[Instructions to follow]
Take the line with "Pick out the deer" and every line after it in the entries below, and set them down exactly, without any pictures.

[Saved data entries]
----
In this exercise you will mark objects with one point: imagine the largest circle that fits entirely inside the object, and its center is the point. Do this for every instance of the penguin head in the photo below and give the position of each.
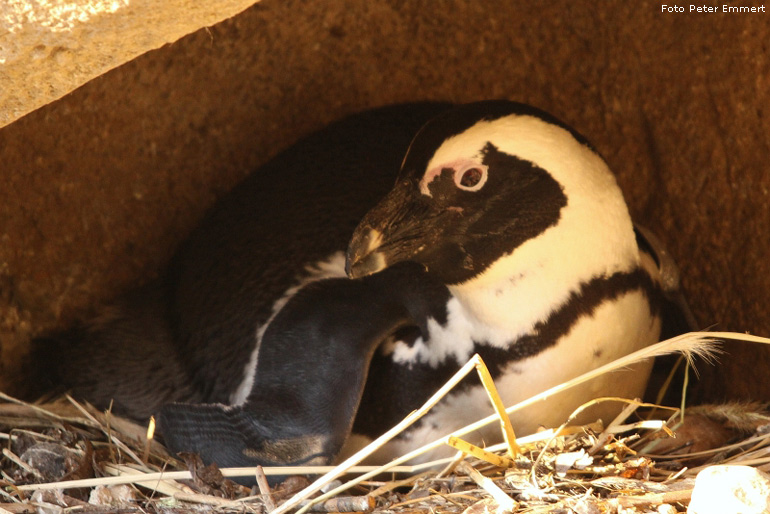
(493, 187)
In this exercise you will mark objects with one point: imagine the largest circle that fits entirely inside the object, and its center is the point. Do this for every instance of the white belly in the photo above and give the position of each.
(615, 329)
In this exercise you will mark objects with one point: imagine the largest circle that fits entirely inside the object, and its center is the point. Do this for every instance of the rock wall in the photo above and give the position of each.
(98, 187)
(50, 47)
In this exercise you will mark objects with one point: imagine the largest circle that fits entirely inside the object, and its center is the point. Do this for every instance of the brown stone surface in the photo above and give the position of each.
(50, 47)
(98, 187)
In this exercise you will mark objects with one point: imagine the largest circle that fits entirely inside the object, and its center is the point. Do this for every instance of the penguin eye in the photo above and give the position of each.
(471, 178)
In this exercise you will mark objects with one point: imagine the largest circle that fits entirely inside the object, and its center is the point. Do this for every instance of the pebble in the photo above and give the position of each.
(734, 489)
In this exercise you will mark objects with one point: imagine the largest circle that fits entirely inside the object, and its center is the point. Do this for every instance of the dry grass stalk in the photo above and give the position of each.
(376, 444)
(753, 450)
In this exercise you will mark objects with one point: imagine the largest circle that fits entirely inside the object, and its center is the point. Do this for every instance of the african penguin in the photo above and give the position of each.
(505, 234)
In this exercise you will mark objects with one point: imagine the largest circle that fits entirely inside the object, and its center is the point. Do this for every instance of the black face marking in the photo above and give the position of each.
(471, 177)
(461, 118)
(518, 202)
(415, 382)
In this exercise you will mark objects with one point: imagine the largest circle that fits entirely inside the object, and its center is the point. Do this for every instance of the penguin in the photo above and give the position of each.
(318, 303)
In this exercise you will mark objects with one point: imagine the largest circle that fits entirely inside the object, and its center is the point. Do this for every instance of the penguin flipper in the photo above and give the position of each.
(312, 367)
(233, 436)
(676, 314)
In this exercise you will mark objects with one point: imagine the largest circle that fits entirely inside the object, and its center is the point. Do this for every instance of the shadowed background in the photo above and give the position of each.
(97, 188)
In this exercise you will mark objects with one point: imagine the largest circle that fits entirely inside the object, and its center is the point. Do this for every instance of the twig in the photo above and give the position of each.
(264, 489)
(503, 500)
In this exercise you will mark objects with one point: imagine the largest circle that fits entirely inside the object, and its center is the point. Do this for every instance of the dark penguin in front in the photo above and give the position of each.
(505, 234)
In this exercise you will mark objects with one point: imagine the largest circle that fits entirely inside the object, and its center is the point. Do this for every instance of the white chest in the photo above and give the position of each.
(615, 327)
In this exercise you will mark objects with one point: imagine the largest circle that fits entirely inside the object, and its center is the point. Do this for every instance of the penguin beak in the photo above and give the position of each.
(393, 231)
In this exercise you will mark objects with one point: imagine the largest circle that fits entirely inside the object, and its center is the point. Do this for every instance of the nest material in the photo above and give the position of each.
(70, 457)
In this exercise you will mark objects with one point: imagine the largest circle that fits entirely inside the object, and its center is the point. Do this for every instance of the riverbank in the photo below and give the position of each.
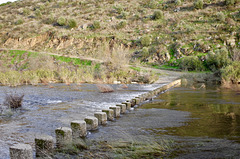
(44, 109)
(182, 123)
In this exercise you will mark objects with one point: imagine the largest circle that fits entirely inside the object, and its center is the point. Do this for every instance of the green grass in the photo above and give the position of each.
(166, 67)
(135, 68)
(75, 61)
(4, 4)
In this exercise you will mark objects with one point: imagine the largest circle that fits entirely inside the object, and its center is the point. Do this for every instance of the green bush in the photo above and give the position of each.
(72, 23)
(38, 13)
(191, 63)
(121, 25)
(96, 25)
(157, 15)
(230, 2)
(19, 21)
(220, 16)
(178, 2)
(145, 40)
(61, 21)
(231, 73)
(26, 11)
(145, 52)
(217, 60)
(198, 4)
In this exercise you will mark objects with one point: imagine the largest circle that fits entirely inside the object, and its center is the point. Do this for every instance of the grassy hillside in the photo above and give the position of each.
(186, 34)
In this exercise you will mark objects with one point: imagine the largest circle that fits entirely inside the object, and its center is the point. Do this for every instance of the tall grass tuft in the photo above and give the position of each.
(13, 100)
(103, 88)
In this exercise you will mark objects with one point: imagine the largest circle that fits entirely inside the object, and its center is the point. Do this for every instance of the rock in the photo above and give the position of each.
(92, 123)
(44, 145)
(63, 136)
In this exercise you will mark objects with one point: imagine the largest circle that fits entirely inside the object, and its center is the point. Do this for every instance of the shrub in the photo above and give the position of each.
(217, 60)
(230, 2)
(72, 23)
(121, 25)
(19, 21)
(96, 25)
(178, 2)
(191, 63)
(13, 100)
(198, 4)
(103, 88)
(157, 15)
(145, 52)
(220, 16)
(38, 13)
(231, 73)
(61, 21)
(26, 11)
(145, 40)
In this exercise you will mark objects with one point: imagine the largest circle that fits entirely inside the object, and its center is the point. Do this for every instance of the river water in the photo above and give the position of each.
(184, 123)
(46, 108)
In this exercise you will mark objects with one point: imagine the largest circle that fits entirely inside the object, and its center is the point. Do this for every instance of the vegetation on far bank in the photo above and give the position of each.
(22, 67)
(192, 35)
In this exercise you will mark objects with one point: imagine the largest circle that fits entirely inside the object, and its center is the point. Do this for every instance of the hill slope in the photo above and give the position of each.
(153, 31)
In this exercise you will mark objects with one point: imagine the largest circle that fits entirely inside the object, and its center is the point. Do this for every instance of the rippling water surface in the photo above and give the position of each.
(45, 109)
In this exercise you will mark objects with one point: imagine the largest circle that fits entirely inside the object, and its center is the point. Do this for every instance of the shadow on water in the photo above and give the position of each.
(212, 129)
(214, 113)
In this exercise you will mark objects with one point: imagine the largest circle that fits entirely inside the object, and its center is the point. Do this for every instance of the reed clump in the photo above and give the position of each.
(13, 100)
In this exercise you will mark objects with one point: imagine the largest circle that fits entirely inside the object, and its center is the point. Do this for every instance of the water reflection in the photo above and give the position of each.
(214, 112)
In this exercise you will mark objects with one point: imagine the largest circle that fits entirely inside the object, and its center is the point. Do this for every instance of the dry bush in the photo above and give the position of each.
(13, 100)
(103, 88)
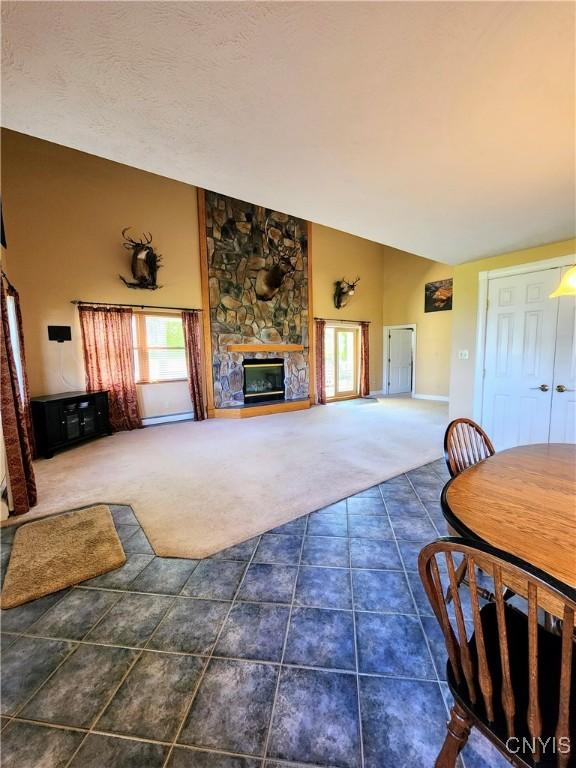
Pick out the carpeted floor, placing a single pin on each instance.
(197, 488)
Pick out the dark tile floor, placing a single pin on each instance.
(313, 645)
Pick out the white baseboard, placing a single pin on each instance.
(151, 421)
(439, 398)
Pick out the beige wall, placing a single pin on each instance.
(465, 316)
(405, 276)
(337, 255)
(64, 211)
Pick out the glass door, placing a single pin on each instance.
(341, 362)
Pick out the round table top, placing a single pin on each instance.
(523, 501)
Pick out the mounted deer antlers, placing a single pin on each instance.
(343, 291)
(145, 262)
(269, 281)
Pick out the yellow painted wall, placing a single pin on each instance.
(465, 309)
(64, 211)
(405, 276)
(337, 255)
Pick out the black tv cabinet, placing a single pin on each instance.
(68, 418)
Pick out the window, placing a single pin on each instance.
(159, 352)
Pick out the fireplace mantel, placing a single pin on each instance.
(265, 348)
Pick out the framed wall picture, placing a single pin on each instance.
(438, 296)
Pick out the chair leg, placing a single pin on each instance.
(456, 738)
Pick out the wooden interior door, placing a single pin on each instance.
(341, 362)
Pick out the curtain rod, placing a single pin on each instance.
(341, 320)
(134, 306)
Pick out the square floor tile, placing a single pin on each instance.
(243, 551)
(329, 524)
(323, 587)
(373, 492)
(121, 577)
(131, 621)
(338, 508)
(366, 506)
(164, 576)
(326, 550)
(297, 527)
(182, 757)
(232, 708)
(190, 626)
(410, 551)
(385, 591)
(409, 507)
(138, 543)
(279, 548)
(321, 638)
(268, 583)
(369, 527)
(413, 528)
(153, 699)
(316, 719)
(392, 644)
(254, 631)
(374, 553)
(25, 745)
(26, 664)
(215, 579)
(73, 616)
(123, 515)
(109, 752)
(79, 689)
(20, 618)
(403, 722)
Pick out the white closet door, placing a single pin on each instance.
(519, 358)
(563, 417)
(400, 361)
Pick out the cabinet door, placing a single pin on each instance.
(563, 418)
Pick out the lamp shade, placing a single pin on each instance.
(567, 285)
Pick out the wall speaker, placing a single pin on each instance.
(59, 333)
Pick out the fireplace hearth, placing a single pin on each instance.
(263, 380)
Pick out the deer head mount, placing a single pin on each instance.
(269, 280)
(343, 291)
(145, 262)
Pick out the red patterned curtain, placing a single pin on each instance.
(364, 359)
(193, 340)
(319, 327)
(16, 424)
(109, 361)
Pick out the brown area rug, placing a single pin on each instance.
(58, 552)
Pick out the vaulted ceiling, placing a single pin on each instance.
(441, 128)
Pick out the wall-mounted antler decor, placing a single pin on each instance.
(286, 250)
(342, 292)
(145, 262)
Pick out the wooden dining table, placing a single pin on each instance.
(523, 501)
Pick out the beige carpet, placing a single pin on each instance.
(199, 487)
(49, 555)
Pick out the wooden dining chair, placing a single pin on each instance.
(465, 444)
(511, 678)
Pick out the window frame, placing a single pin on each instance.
(141, 347)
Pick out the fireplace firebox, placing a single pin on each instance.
(263, 380)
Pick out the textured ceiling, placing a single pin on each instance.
(444, 129)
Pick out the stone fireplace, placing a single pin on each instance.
(257, 286)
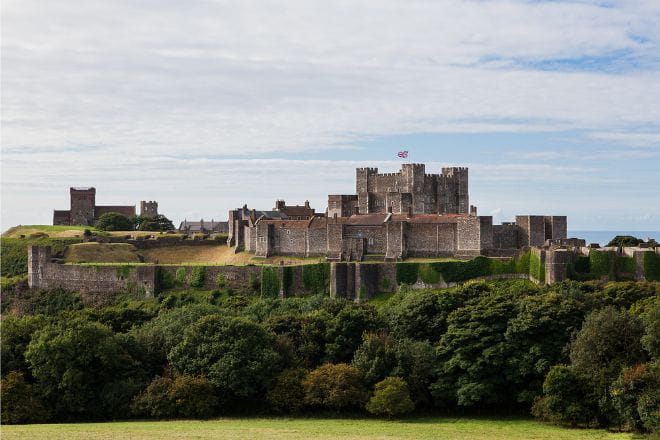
----
[Written solution]
Pick out the deer head mount, placing a single pin on each instance.
(269, 280)
(343, 291)
(145, 262)
Pick out the red patterned curtain, placing a single pin on each instance.
(364, 359)
(193, 340)
(319, 327)
(16, 424)
(109, 361)
Pick out the brown area rug, placing a single pin on each instance.
(58, 552)
Pick out the vaulted ceiling, placing a single pin on each instance.
(441, 128)
Pick out the wall-mounted antler decor, placing a single pin on each instance.
(286, 250)
(342, 292)
(145, 262)
Pick out the wooden dining table, placing a single pin on each instance.
(523, 501)
Pick out the beige carpet, placing a single pin on each instance.
(199, 487)
(49, 555)
Pick out the wooden dining chair, placing a single pin on each instance.
(465, 444)
(511, 678)
Pick out the window frame, placing a single pin on each instance.
(141, 347)
Pick out the fireplace firebox, placing a single pin on each instance.
(263, 380)
Pick out the textured ceiling, placing a single pin on each instance.
(444, 129)
Pick out the stone fireplace, placing a single pin on each instance.
(257, 286)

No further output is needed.